Your task:
Convert each line of the listing below into a string in a JSON list, one string per line, and leave out any blank lines.

Excerpted records:
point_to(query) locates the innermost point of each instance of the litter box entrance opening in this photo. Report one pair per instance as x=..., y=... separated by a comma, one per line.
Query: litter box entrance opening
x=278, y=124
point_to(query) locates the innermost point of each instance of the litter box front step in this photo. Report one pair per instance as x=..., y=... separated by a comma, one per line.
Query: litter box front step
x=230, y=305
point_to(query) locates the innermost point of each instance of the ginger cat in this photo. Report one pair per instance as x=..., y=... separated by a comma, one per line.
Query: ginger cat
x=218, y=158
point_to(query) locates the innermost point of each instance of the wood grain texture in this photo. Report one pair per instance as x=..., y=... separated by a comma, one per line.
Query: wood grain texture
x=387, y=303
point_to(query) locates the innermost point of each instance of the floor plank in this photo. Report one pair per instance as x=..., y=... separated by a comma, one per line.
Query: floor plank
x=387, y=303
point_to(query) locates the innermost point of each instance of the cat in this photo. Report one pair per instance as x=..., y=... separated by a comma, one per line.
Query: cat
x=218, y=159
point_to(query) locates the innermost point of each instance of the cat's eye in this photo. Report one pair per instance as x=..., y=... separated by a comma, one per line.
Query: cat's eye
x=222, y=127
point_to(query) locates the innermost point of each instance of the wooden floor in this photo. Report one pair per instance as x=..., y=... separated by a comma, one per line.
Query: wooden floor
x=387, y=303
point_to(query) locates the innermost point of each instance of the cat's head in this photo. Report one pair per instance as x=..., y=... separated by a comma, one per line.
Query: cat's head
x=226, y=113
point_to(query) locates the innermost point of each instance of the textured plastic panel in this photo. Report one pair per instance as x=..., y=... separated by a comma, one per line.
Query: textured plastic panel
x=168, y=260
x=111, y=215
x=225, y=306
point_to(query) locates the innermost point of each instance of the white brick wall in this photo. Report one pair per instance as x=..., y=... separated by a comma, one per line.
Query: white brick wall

Completed task:
[
  "point_to(query) locates the innermost point of each instance of the litter box entrance opening in this photo. Report one pair per instance as x=..., y=... separated by a comma, one per line.",
  "Query: litter box entrance opening",
  "x=278, y=124",
  "point_to(query) locates the innermost point of each instance of the litter box front step in this photo. Report one pair per instance as x=..., y=... separated by a comma, one per line.",
  "Query: litter box front step",
  "x=230, y=305",
  "point_to(query) locates the innermost point of each instance of the ginger cat in this photo. Report one pair per instance as x=..., y=... separated by a comma, one per line.",
  "Query: ginger cat",
  "x=218, y=158",
  "point_to(query) locates the innermost point of each instance of the wood grain texture in this photo. Report one pair per instance as x=..., y=... separated by a comma, one per line.",
  "Query: wood grain texture",
  "x=387, y=303",
  "point_to(query) locates the innermost point of each instance of the floor plank in this photo. Report one pair per instance as x=..., y=... separated by a comma, one per line.",
  "Query: floor plank",
  "x=387, y=303",
  "point_to(query) locates the innermost point of each instance of the cat in this photo. Report one pair per instance as x=..., y=... separated by a comma, one per line.",
  "Query: cat",
  "x=218, y=159",
  "point_to(query) locates the innermost point of each instance of the cat's eye in this photo. Report one pair per instance as x=..., y=... separated by a comma, one per line.",
  "Query: cat's eye",
  "x=222, y=127",
  "point_to(query) locates the innermost point of each instance of the wooden floor in this photo. Report one pair per instance as x=..., y=... separated by a comma, one per line.",
  "Query: wooden floor",
  "x=387, y=303",
  "point_to(query) locates the innermost point of each instance of the cat's head in this photo. Report one pair per instance as x=..., y=... separated by a comma, one per line.",
  "Query: cat's head",
  "x=226, y=113",
  "point_to(query) locates the innermost point of each instance of the textured plastic panel in this photo. Report one pair per instance as x=..., y=... separated by a comma, one per line.",
  "Query: textured plastic panel",
  "x=168, y=260",
  "x=111, y=215",
  "x=225, y=306",
  "point_to(query) locates the innermost point of each instance of the white brick wall in this photo. Report one pair per instance as x=..., y=... separated by a comma, one per line.",
  "Query: white brick wall"
]